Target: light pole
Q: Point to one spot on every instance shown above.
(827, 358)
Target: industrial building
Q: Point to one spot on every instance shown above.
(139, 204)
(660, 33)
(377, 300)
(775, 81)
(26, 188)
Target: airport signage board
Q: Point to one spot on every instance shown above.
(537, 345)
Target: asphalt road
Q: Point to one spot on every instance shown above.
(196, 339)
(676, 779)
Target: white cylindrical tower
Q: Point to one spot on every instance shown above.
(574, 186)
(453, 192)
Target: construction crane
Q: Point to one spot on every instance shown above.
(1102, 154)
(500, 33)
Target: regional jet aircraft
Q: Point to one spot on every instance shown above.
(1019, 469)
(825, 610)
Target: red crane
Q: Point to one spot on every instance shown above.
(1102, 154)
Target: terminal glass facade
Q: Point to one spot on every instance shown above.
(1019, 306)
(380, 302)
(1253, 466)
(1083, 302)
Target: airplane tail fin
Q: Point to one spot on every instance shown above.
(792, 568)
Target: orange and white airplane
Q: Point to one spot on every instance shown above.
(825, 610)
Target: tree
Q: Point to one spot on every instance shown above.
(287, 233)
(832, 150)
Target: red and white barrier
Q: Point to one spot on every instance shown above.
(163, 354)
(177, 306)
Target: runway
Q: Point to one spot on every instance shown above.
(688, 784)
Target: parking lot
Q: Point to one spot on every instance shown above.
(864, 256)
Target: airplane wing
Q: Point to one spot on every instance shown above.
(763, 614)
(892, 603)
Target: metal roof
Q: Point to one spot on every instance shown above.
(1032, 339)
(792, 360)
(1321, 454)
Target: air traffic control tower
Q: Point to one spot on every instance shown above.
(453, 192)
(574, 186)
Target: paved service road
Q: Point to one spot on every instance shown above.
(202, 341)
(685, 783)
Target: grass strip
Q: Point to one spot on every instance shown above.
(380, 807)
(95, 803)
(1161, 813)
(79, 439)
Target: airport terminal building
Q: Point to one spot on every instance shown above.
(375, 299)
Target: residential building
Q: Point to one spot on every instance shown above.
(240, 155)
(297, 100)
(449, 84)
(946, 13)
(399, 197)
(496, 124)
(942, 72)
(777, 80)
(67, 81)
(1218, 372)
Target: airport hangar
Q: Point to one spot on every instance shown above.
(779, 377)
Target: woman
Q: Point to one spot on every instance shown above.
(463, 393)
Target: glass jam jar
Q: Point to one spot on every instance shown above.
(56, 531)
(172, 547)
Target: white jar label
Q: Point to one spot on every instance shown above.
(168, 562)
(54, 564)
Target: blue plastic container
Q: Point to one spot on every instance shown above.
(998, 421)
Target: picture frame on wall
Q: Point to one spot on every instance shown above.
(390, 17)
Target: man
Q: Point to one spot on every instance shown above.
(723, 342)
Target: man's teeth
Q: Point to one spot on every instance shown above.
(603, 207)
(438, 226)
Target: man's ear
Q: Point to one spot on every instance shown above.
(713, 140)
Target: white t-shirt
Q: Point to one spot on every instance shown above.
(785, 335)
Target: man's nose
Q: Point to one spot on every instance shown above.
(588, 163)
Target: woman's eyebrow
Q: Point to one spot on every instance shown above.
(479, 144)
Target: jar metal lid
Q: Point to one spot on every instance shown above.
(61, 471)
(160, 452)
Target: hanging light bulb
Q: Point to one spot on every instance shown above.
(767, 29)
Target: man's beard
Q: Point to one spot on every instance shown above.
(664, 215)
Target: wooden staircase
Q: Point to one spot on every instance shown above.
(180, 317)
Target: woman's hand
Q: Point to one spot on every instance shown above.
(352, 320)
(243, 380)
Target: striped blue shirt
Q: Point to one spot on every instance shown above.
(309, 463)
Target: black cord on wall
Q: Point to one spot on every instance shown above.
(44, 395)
--
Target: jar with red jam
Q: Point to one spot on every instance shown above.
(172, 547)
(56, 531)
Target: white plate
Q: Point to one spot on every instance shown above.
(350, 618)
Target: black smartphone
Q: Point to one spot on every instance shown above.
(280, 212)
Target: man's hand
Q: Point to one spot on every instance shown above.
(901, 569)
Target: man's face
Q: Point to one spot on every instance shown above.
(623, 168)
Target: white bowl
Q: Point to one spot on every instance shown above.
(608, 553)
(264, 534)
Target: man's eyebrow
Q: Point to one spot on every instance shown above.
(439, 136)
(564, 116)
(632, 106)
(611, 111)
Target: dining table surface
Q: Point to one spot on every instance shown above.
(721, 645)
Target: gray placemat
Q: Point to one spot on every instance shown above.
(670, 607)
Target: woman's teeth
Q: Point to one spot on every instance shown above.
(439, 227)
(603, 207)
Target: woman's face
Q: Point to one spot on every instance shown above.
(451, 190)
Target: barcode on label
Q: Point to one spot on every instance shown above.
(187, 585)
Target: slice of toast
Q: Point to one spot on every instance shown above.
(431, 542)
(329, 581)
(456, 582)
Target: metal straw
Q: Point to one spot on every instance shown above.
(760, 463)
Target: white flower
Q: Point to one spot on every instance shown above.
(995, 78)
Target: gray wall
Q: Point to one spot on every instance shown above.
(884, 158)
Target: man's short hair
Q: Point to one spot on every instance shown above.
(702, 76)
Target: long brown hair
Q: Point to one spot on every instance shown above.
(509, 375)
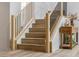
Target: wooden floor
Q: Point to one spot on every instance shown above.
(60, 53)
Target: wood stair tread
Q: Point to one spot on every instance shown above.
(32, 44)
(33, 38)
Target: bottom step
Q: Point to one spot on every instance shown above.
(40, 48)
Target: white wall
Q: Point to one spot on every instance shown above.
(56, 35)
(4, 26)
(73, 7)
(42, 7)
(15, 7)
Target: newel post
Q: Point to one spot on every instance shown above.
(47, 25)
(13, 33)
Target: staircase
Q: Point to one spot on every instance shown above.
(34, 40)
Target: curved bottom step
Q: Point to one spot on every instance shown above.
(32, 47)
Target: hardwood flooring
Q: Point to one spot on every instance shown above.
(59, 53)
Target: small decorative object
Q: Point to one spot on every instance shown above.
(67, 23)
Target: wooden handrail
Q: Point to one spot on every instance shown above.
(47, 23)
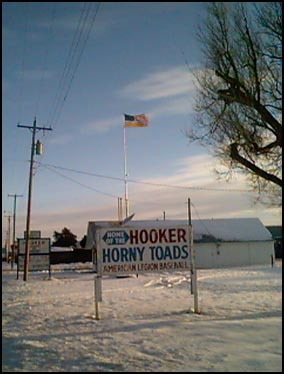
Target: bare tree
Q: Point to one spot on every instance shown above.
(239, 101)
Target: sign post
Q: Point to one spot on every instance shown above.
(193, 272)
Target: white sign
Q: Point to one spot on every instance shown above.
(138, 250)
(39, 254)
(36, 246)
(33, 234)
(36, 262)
--
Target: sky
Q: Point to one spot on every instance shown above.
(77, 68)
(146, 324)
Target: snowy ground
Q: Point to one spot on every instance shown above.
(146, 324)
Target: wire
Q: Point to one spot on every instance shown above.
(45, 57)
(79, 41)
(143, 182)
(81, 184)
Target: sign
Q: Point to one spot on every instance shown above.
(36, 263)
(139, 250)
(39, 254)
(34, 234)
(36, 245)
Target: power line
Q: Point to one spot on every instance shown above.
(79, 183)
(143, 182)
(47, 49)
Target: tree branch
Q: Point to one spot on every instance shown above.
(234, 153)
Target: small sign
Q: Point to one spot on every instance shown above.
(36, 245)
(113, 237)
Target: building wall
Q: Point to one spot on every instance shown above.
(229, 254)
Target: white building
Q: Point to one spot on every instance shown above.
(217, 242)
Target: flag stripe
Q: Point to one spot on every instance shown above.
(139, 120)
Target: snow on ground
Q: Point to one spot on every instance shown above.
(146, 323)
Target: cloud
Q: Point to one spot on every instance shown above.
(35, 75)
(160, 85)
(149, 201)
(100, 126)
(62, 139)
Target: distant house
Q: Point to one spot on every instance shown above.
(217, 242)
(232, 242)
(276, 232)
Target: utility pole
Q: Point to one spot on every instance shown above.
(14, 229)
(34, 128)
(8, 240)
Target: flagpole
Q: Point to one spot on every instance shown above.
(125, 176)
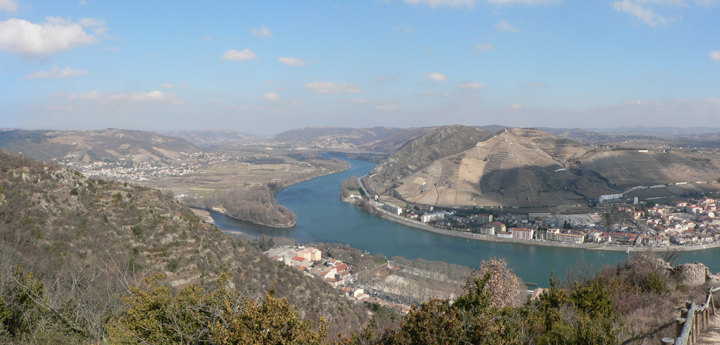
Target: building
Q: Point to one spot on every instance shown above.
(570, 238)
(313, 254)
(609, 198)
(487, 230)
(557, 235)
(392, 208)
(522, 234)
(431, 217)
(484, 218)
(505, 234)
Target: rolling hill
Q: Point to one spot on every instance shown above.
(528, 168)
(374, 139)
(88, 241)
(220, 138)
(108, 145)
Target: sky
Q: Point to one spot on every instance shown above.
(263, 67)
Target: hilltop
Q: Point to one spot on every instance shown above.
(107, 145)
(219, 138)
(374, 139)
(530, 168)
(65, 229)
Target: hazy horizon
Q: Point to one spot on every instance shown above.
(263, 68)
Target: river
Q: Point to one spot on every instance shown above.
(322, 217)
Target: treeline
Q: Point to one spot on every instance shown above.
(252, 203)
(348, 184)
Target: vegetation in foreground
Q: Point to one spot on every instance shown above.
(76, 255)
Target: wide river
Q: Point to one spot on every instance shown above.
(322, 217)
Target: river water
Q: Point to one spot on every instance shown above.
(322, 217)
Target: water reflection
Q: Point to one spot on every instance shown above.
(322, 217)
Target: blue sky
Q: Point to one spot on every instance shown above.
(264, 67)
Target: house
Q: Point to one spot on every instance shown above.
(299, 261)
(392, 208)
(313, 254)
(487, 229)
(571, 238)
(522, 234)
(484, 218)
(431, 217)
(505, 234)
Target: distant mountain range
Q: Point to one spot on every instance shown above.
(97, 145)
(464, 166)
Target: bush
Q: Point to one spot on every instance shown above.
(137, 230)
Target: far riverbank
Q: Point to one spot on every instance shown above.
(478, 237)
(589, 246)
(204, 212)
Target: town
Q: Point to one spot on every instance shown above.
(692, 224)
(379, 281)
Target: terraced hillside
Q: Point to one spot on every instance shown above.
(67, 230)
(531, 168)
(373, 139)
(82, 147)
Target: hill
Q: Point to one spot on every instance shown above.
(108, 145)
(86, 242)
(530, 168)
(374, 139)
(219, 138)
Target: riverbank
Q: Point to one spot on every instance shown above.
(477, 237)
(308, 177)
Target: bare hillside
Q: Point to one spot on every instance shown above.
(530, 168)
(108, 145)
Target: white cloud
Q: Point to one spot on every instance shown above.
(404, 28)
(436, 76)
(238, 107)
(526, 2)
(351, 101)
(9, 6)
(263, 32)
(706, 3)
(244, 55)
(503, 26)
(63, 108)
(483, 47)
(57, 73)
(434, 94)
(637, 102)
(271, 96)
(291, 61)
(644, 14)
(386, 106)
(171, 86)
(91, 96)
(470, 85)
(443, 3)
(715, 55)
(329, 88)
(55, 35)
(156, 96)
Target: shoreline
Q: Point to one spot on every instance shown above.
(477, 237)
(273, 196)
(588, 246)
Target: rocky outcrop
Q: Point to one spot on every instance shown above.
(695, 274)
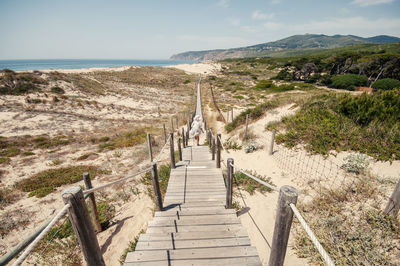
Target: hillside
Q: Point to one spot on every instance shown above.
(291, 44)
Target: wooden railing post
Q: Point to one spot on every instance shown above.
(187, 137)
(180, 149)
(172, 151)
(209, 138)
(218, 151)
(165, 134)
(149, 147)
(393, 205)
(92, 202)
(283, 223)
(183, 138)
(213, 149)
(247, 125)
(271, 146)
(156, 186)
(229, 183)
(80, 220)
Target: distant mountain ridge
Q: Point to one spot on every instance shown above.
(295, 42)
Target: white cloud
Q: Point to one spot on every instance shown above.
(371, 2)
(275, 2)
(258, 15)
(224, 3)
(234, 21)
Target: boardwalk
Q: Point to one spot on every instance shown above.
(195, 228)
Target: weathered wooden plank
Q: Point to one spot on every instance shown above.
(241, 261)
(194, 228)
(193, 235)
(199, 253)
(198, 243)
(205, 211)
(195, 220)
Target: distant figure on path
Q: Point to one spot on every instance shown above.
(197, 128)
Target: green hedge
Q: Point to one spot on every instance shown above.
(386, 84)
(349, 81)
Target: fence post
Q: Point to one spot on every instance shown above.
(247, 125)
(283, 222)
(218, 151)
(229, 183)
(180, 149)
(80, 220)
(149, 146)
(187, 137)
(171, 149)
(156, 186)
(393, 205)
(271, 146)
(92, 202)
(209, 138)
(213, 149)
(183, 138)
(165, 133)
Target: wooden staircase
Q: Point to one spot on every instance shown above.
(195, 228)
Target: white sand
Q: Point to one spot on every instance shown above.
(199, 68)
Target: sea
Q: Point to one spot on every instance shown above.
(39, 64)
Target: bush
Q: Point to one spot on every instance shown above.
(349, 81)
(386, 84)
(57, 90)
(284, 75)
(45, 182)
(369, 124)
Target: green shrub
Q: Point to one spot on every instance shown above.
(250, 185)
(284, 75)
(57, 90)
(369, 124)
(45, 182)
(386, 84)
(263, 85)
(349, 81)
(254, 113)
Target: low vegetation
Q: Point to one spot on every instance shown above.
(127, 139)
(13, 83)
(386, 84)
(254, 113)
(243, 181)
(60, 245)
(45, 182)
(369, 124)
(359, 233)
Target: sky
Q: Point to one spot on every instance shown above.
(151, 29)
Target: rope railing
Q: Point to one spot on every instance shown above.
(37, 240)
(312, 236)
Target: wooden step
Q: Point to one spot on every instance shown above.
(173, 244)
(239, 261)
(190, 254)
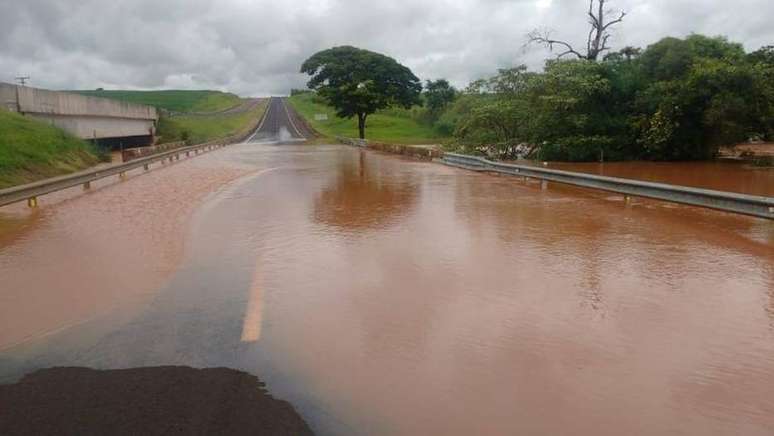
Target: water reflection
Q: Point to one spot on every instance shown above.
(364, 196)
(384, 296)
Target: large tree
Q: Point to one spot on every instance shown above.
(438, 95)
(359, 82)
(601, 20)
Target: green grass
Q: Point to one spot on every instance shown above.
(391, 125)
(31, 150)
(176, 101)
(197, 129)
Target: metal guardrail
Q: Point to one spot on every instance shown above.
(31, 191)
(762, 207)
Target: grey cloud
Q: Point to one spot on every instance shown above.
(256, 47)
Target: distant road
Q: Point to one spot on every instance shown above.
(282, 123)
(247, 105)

- [TASK OBJECTIVE]: How many lines of the entries contain the word "airport"? Count only matches in the same case, and give the number alone.

- [SOLUTION TO THE PROBLEM]: 3